- Prompt
Write out the listing below word for word, from its first line up to and including the line containing "(1113, 158)".

- Entries for labeling object positions
********************

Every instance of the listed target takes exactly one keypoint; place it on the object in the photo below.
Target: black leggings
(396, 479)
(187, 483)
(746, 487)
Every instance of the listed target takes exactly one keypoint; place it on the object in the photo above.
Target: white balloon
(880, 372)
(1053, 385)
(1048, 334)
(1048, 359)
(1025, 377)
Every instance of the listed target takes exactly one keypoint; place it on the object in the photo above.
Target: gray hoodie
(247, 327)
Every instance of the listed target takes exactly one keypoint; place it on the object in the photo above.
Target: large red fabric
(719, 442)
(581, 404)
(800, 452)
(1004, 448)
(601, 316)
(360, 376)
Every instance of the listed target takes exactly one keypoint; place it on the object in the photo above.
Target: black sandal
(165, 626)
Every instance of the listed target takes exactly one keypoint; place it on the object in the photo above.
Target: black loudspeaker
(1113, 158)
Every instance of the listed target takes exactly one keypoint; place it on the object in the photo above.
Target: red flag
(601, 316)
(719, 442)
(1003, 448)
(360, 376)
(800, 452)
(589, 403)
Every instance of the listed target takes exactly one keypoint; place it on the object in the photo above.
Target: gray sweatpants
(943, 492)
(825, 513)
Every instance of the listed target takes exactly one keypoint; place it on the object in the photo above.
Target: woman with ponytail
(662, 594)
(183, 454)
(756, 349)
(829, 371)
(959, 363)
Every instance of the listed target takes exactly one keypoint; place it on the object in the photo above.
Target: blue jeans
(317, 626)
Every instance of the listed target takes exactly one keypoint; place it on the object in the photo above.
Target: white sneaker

********************

- Response
Every instance of the listed target takes exactly one keypoint; place it on the object in the photo below.
Target: black leggings
(396, 479)
(187, 483)
(746, 487)
Every instance of the listed target takes exactly one keypoint; place it on the object in the photo above.
Target: white balloon
(880, 372)
(1053, 385)
(1048, 334)
(1048, 359)
(1025, 377)
Every instance of the listed target takes exactly one keypoint; place it on the object in the photo above.
Target: gray hoodie
(247, 327)
Every instance of the listed target takes exactly one keypoint; place it on the object in the photo above.
Target: large red fabric
(719, 442)
(581, 404)
(800, 452)
(1004, 448)
(601, 316)
(360, 376)
Every instance of the listed target takes exactly one keypoint; place it on the object in the photo above.
Target: black sandal
(165, 626)
Every instance of the listed target takes exactly one keypoint; place it on the object in the photo above.
Target: black loudspeaker
(1113, 158)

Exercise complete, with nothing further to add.